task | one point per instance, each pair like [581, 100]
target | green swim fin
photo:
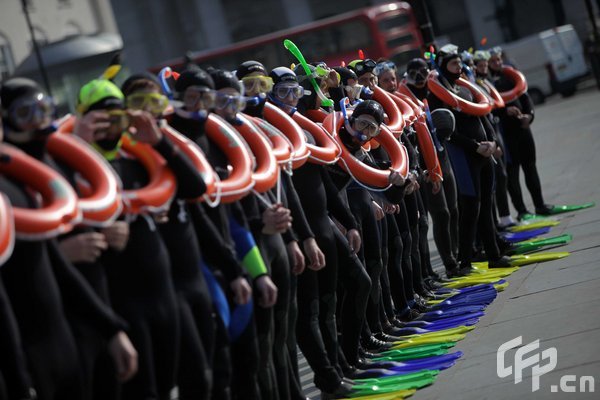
[441, 333]
[428, 340]
[526, 259]
[421, 351]
[527, 226]
[536, 244]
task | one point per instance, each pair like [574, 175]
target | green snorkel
[288, 44]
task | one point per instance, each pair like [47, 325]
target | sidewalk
[557, 302]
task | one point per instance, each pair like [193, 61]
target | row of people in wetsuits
[126, 312]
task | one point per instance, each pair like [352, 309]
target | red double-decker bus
[383, 31]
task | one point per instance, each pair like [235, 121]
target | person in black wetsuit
[44, 288]
[256, 83]
[235, 375]
[196, 313]
[442, 205]
[480, 59]
[270, 226]
[15, 379]
[316, 328]
[515, 120]
[139, 275]
[470, 147]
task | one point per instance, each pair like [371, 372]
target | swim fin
[527, 226]
[526, 259]
[536, 244]
[431, 340]
[398, 395]
[525, 235]
[559, 209]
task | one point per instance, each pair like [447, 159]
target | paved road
[557, 302]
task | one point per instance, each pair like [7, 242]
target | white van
[552, 61]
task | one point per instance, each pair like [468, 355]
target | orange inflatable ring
[479, 107]
[405, 90]
[492, 93]
[417, 106]
[281, 146]
[291, 130]
[100, 202]
[158, 194]
[361, 172]
[427, 149]
[317, 115]
[267, 171]
[60, 211]
[395, 121]
[196, 156]
[408, 113]
[239, 182]
[7, 229]
[327, 150]
[520, 84]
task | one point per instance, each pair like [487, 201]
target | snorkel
[163, 77]
[288, 44]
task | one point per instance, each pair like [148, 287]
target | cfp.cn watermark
[541, 363]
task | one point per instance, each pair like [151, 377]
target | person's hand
[485, 149]
[117, 235]
[390, 208]
[498, 152]
[83, 247]
[267, 291]
[277, 219]
[436, 187]
[144, 127]
[296, 256]
[241, 290]
[525, 120]
[413, 184]
[316, 258]
[513, 111]
[395, 178]
[332, 79]
[378, 211]
[353, 240]
[87, 125]
[124, 356]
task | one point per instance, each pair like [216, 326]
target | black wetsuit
[519, 148]
[141, 285]
[474, 177]
[316, 328]
[235, 365]
[442, 206]
[43, 288]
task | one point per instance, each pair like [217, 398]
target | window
[398, 21]
[65, 4]
[6, 59]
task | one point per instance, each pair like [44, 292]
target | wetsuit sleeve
[190, 184]
[336, 206]
[300, 223]
[79, 297]
[217, 250]
[490, 132]
[527, 105]
[336, 95]
[253, 210]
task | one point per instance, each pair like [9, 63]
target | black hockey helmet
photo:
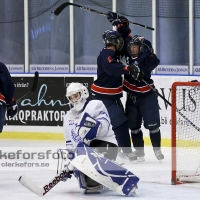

☆ ☆ ☆ ☆

## Work item
Beginning at the line that contains "target | black wetsuit" and ending at the last line of the data, return each line exactly; no picture belongs in the copy.

## Answer box
target | black wetsuit
[519, 148]
[141, 285]
[474, 177]
[316, 328]
[235, 365]
[442, 206]
[43, 288]
task | one point per instance, each pair like [217, 398]
target | window
[398, 21]
[65, 4]
[6, 59]
task | one point per instance, each pair like [44, 292]
target | wetsuit sleeve
[190, 184]
[336, 206]
[300, 223]
[79, 297]
[217, 250]
[490, 132]
[527, 105]
[336, 95]
[253, 210]
task | one point per instance, each pair like [9, 63]
target | black hockey helmet
photo:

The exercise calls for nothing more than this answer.